# SHORT EXERCISE
Count how many of the lines below contain the word "wooden". Reply with the number only.
>>>>>
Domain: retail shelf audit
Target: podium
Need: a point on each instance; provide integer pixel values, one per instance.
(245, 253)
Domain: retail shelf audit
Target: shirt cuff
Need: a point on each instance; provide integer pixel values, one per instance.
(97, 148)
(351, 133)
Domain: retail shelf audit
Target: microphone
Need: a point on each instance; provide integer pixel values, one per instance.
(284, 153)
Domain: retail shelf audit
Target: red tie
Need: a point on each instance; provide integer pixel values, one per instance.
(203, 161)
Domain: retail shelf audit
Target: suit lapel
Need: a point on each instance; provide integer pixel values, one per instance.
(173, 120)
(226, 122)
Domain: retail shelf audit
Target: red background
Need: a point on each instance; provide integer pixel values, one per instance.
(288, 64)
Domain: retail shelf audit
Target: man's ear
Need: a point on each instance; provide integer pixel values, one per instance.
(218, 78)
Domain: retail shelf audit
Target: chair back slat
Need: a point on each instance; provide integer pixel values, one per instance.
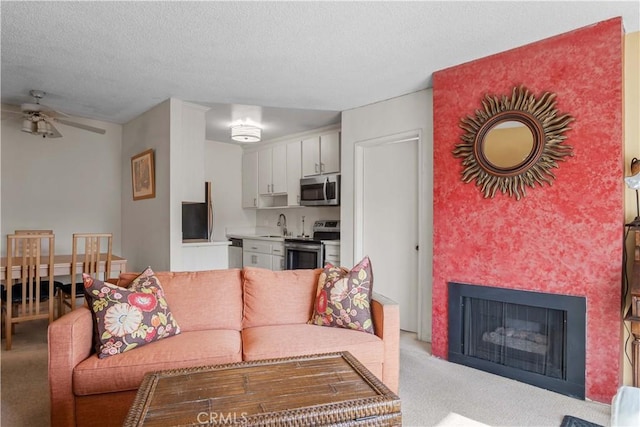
(31, 254)
(94, 258)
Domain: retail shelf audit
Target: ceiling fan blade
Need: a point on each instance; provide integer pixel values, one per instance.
(53, 132)
(11, 109)
(80, 126)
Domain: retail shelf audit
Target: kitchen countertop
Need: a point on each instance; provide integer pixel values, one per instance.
(270, 237)
(210, 243)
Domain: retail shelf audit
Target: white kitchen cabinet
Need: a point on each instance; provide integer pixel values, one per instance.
(272, 170)
(250, 179)
(192, 136)
(263, 254)
(294, 172)
(321, 154)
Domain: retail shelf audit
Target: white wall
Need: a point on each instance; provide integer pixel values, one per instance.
(223, 167)
(405, 113)
(70, 184)
(146, 223)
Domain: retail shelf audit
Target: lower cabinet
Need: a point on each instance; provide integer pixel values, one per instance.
(263, 254)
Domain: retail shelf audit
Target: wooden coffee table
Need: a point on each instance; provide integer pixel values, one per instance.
(323, 389)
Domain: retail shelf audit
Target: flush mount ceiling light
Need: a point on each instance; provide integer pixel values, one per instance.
(244, 132)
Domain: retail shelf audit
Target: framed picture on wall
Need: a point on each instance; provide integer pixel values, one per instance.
(143, 176)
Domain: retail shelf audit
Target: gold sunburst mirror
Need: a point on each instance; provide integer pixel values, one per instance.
(512, 143)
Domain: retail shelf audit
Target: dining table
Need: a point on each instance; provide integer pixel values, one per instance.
(62, 266)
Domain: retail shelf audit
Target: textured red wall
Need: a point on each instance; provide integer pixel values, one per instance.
(565, 238)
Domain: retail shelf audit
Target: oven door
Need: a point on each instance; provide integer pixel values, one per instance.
(299, 256)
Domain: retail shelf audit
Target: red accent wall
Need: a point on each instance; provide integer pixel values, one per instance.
(565, 238)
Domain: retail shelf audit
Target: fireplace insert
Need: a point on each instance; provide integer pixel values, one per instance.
(536, 338)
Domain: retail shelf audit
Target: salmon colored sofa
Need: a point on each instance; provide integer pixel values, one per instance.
(225, 316)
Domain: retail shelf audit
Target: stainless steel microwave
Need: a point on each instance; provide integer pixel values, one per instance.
(321, 190)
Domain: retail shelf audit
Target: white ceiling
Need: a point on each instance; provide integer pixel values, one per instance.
(295, 64)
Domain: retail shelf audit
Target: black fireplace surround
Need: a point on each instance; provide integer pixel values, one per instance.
(537, 338)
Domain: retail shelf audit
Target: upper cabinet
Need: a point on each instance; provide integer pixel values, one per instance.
(321, 154)
(250, 179)
(294, 172)
(192, 145)
(271, 175)
(272, 170)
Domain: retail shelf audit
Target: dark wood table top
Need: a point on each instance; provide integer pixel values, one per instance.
(307, 390)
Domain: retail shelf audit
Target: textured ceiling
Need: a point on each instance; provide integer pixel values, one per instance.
(295, 64)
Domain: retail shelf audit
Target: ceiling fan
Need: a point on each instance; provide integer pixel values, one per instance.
(38, 119)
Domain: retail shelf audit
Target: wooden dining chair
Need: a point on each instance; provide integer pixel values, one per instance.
(32, 256)
(91, 254)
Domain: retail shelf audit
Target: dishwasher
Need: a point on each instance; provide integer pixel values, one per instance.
(235, 253)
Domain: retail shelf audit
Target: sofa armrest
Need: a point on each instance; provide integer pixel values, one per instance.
(386, 323)
(70, 341)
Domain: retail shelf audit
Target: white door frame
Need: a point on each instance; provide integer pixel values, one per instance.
(424, 287)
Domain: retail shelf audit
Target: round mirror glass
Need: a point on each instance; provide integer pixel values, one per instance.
(508, 144)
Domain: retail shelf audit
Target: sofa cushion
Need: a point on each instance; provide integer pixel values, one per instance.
(278, 297)
(129, 317)
(126, 371)
(343, 297)
(205, 300)
(266, 342)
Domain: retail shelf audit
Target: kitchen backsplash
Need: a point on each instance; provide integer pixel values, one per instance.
(269, 217)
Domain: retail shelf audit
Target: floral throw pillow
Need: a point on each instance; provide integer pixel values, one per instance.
(128, 317)
(343, 297)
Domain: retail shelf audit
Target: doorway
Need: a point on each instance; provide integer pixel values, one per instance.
(387, 220)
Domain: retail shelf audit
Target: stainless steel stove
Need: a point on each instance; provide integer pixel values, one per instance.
(305, 252)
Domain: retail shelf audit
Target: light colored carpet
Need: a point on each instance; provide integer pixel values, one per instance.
(430, 389)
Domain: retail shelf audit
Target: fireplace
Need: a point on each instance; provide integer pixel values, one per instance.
(536, 338)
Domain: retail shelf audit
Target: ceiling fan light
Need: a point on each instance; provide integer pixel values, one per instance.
(43, 128)
(28, 126)
(246, 133)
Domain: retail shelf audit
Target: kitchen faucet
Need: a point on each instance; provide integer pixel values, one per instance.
(282, 222)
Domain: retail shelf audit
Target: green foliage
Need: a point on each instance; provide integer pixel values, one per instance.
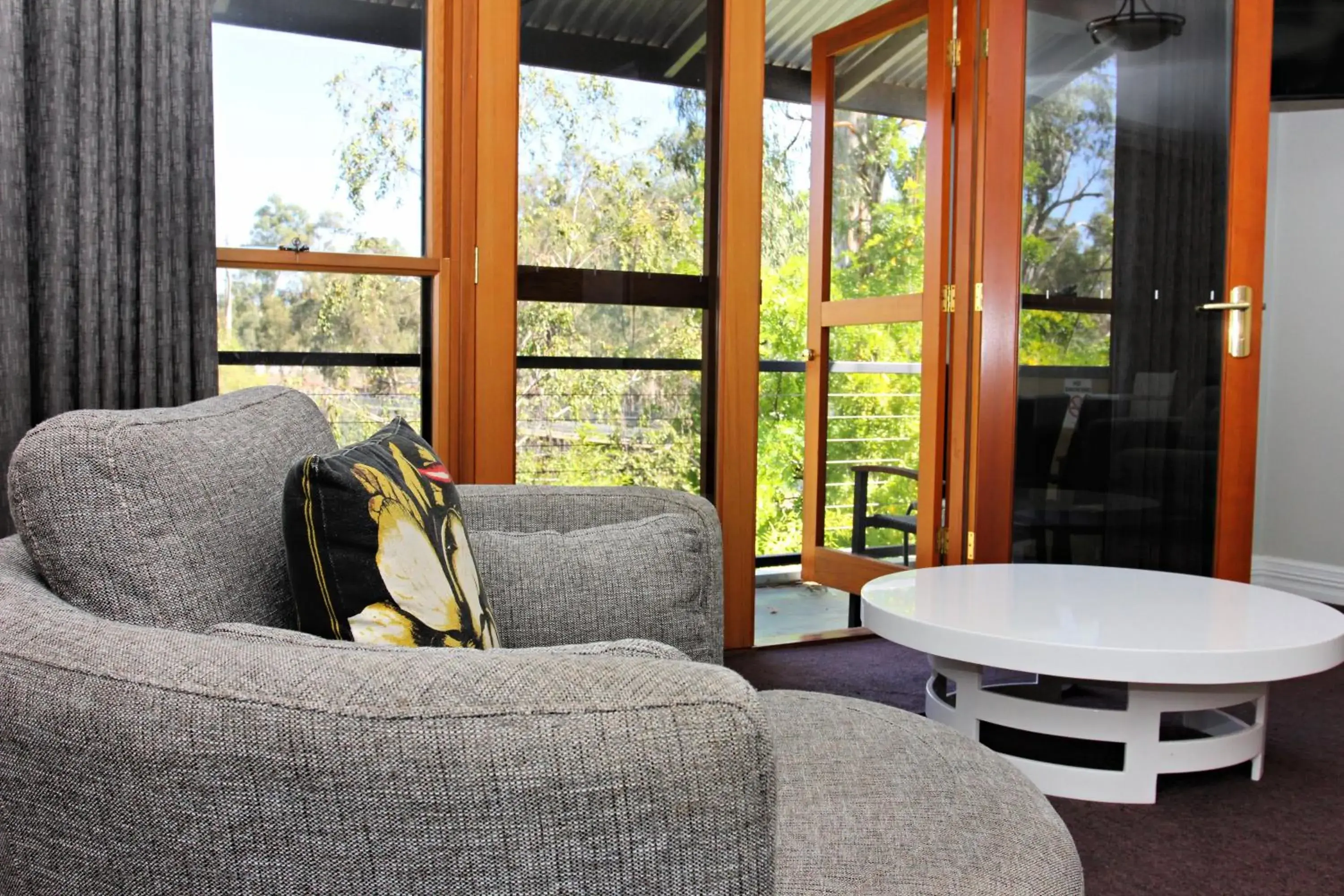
(599, 191)
(1069, 166)
(381, 108)
(314, 312)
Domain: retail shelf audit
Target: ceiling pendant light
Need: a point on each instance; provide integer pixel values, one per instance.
(1132, 31)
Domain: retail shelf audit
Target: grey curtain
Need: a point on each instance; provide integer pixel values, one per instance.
(107, 209)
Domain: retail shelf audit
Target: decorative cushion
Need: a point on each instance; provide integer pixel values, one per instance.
(378, 552)
(167, 517)
(643, 579)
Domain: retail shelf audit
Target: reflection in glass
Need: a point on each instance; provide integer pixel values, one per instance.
(1124, 230)
(873, 440)
(609, 428)
(319, 127)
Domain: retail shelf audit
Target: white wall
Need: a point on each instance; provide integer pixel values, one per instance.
(1300, 470)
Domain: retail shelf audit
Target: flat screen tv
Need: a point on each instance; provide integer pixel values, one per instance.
(1308, 50)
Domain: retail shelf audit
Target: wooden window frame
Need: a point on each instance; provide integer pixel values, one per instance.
(447, 42)
(1245, 265)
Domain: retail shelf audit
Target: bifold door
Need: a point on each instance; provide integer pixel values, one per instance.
(877, 320)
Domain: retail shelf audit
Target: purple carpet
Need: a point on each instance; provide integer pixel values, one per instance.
(1209, 833)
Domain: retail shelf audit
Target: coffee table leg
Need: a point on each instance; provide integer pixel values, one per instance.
(1037, 708)
(1261, 716)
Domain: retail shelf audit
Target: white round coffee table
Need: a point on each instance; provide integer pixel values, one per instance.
(1156, 653)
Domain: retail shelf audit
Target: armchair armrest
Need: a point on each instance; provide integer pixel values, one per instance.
(577, 564)
(138, 759)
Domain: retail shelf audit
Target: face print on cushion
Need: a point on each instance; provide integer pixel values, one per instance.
(424, 558)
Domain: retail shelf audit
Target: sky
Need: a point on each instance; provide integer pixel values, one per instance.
(277, 129)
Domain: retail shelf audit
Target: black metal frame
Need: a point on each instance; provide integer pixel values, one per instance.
(537, 284)
(361, 359)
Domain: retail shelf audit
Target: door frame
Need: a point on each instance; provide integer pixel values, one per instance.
(828, 566)
(1253, 29)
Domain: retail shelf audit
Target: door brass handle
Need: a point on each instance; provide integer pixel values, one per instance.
(1238, 322)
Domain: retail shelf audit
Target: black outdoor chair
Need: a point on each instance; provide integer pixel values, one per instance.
(904, 523)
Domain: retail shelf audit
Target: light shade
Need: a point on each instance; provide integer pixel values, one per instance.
(1132, 31)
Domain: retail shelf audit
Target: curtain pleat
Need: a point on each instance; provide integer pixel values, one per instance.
(108, 209)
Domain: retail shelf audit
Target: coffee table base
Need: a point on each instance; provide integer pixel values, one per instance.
(1226, 741)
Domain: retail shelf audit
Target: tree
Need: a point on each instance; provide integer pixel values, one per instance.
(599, 190)
(1070, 160)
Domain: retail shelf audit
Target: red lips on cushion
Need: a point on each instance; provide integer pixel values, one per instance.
(439, 473)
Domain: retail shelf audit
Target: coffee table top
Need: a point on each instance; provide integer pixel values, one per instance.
(1105, 624)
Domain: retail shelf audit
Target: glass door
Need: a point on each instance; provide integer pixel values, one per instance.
(1124, 246)
(877, 307)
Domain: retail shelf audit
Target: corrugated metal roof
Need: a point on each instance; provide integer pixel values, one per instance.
(789, 26)
(789, 29)
(651, 25)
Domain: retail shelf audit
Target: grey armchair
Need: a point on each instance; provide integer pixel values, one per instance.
(195, 746)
<<<<<
# OUTPUT BELOW
3